■ Reading text:
◇ ◇ ◇ ◇ ◇ ◇ ◇

SEC. 6. NIH Trans-Institute Collaboration on SMA Research.

(a) In general.—To ensure the success of the SMA Project that was initiated and has been led by National Institute of Neurological Disorders and Stroke, the Director of NIH shall establish a trans-National Institutes of Health cooperative research initiative on SMA.

(b) Duties.—The cooperative research initiative established under subsection (a) shall consist of the following activities:

(1) The Director of the National Institute of Neurological Disorders and Stroke shall report to the Director of NIH on the ongoing needs of the SMA Project and required next steps to ensure the continued success of the Project.

(2) Based on the needs of the SMA Project identified in the report required by paragraph (1), the Director of the National Institute of Child Health and Human Development shall provide direct and ongoing support of SMA research and drug development.

(3) The Director of NIH shall identify and promote opportunities for greater collaboration and involvement in SMA research and drug development by other national research institutes.

SEC. 7. Drug development promotion.

Not later than 6 months after the date of the enactment of this Act, the Secretary, in direct consultation with the Commissioner of Food and Drugs and the Coordinating Committee, shall submit specific recommendations to the Congress to improve and expand on the incentives provided pursuant to the Orphan Drug Act (Public Law 97–414) and related statutes to directly and indirectly promote SMA drug development, such as through the creation of unique incentives for rare pediatric treatments.

SEC. 8. Education and awareness on SMA for health care professionals.

(a) In general.—The Secretary shall establish and implement a program to provide information and education on SMA to health professionals and the general public, including information and education on advances in the diagnosis and treatment of SMA and training and continuing education through programs for scientists, physicians, medical students, and other health professionals who provide care for patients with SMA.

(b) Stipends.—The Secretary may award stipends to health professionals who are enrolled in training programs under this section.

SEC. 9. Definitions.

In this Act:

(1) The term “Director of NIH” means the Director of the National Institutes of Health.

(2) The term “Coordinating Committee” means the Spinal Muscular Atrophy Coordinating Committee.

(3) The term “Secretary” means the Secretary of Health and Human Services.

(4) The term “SMA” means spinal muscular atrophy.

◇ ◇ ◇ ◇ ◇ ◇ ◇

■ Dataset content:
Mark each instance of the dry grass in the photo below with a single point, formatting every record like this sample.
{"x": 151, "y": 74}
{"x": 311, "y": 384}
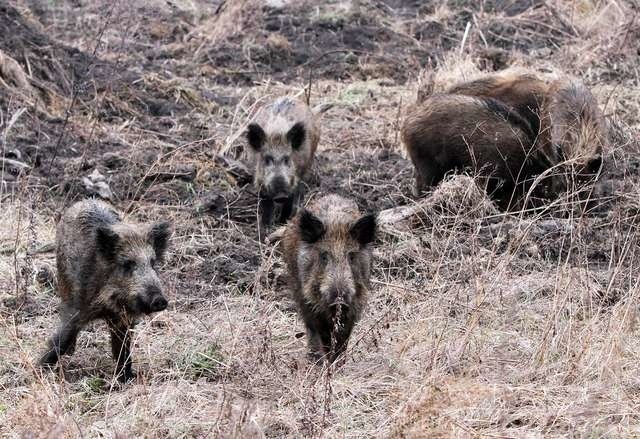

◇ ◇ ◇ ◇ ◇ ◇ ◇

■ Work order:
Give the SMA bill text again from "(3) The Director" up to and including "Drug development promotion.", swapping "greater collaboration" for "closer collaboration".

■ Your response:
(3) The Director of NIH shall identify and promote opportunities for closer collaboration and involvement in SMA research and drug development by other national research institutes.

SEC. 7. Drug development promotion.